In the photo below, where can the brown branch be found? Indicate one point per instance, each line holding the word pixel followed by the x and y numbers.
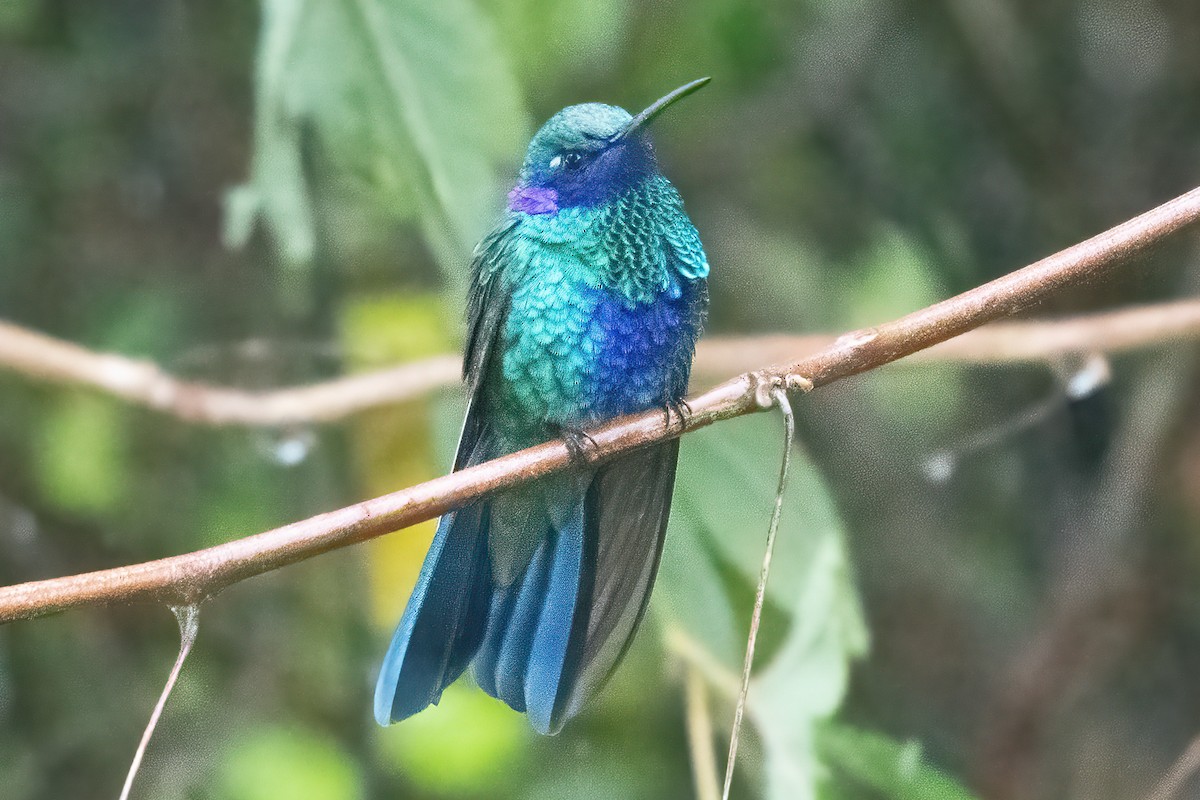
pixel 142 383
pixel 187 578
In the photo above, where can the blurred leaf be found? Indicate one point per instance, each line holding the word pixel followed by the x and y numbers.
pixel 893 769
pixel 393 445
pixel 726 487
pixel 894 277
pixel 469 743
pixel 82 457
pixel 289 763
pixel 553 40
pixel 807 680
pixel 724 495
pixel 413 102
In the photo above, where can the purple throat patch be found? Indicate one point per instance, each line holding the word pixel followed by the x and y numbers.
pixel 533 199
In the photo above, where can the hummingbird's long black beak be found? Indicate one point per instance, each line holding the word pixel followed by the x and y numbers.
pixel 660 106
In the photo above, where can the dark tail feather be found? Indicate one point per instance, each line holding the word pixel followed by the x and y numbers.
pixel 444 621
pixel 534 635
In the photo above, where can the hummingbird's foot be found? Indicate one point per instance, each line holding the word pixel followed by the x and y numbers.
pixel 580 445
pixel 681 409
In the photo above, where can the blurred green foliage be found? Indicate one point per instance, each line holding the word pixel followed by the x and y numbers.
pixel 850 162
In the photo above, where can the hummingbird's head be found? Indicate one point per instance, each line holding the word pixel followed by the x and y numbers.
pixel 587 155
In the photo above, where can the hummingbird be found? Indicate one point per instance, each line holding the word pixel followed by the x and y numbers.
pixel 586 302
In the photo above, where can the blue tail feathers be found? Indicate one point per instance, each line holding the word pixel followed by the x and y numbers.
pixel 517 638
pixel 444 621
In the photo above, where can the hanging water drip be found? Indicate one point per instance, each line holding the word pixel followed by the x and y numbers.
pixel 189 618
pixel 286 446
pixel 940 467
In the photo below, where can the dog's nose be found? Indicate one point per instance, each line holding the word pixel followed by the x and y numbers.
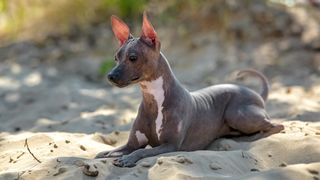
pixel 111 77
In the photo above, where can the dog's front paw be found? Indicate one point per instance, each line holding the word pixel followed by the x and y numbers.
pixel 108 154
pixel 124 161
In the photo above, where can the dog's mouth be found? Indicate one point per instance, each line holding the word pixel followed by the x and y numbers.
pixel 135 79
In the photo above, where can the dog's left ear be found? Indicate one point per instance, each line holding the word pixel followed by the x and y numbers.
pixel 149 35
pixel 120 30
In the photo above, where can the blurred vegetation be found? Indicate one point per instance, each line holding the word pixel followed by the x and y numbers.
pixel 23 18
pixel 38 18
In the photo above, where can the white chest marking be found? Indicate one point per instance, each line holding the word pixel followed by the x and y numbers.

### Problem requirements:
Leaving aside the pictures, copy the listing above exactly.

### Your response:
In the photo below, where can the brown branch be found? Indicate one point per instance, each line holding the word pixel followed by the x and y numbers.
pixel 142 383
pixel 187 578
In the photo above, where can the blurred leaf be found? Indicate one point per instance, each line holding the word pixel followed by the x and y numbers.
pixel 893 769
pixel 393 445
pixel 726 487
pixel 894 277
pixel 469 743
pixel 82 457
pixel 289 763
pixel 553 40
pixel 807 680
pixel 724 495
pixel 413 102
In the photo above, where can the purple throat patch be found? Indicate one point per instance, each line holding the word pixel followed by the x and y numbers.
pixel 533 199
In the photo above, where can the hummingbird's long black beak be found? Indicate one point per instance, each line holding the word pixel followed by the x and y numbers.
pixel 660 106
In the photo above, where can the dark tail feather be found? Indicate one point per instance, each line holding the word pixel followed by the x and y numbers.
pixel 444 621
pixel 534 635
In the photo above, where can the hummingbird's foot be found? Indicate one point per instance, each line holding the word pixel followed by the x and y numbers.
pixel 580 445
pixel 681 409
In the photo above, where can the blurred green foliage be found? Indicate one point per instance, each line holding the word pixel followed by the x and y numbers.
pixel 850 162
In the photo above, where can the hummingbird's head be found? Indicate one point per instance, each line holding the word pixel followed by the x and y numbers.
pixel 587 155
In the photo above, where can the hummingbird be found? Indicate one point per instance, each line holding the word pixel followed by the x and y numbers.
pixel 586 302
In the photo above, where can the blue tail feathers be found? Indicate one point per instance, each line holding the word pixel followed by the x and y numbers.
pixel 517 638
pixel 444 621
In the photo above, where can the hanging water drip be found? Indicate one point per instance, each line holding the word pixel followed by the x and y numbers.
pixel 189 618
pixel 286 446
pixel 940 467
In the photo below, where can the dog's nose be found? Indicate one point per instance, each line holding the word pixel followed by the x and y numbers.
pixel 111 77
In the photo above, where can the dog's front paw be found? Indicate one point per instance, each line holding the word pixel followed by the x and y numbers.
pixel 108 154
pixel 124 161
In the photo above, where can the dog's mouth be found? Indicate one point per instance, each line holding the word pixel followed by the x and y numbers.
pixel 135 79
In the photo above, where can the dog's left ear be found? Indicate one point per instance, each line holding the word pixel followed by the x and y numbers.
pixel 149 35
pixel 120 30
In the photo above, where can the blurred vegetation be found? Indicate one point per instance, each line holding the word pixel followed by the x and y numbers.
pixel 23 18
pixel 38 18
In the photo above, where can the white chest marking be found? Indicate one point per instance, each line holding the word pixel followed by the x and y numbers.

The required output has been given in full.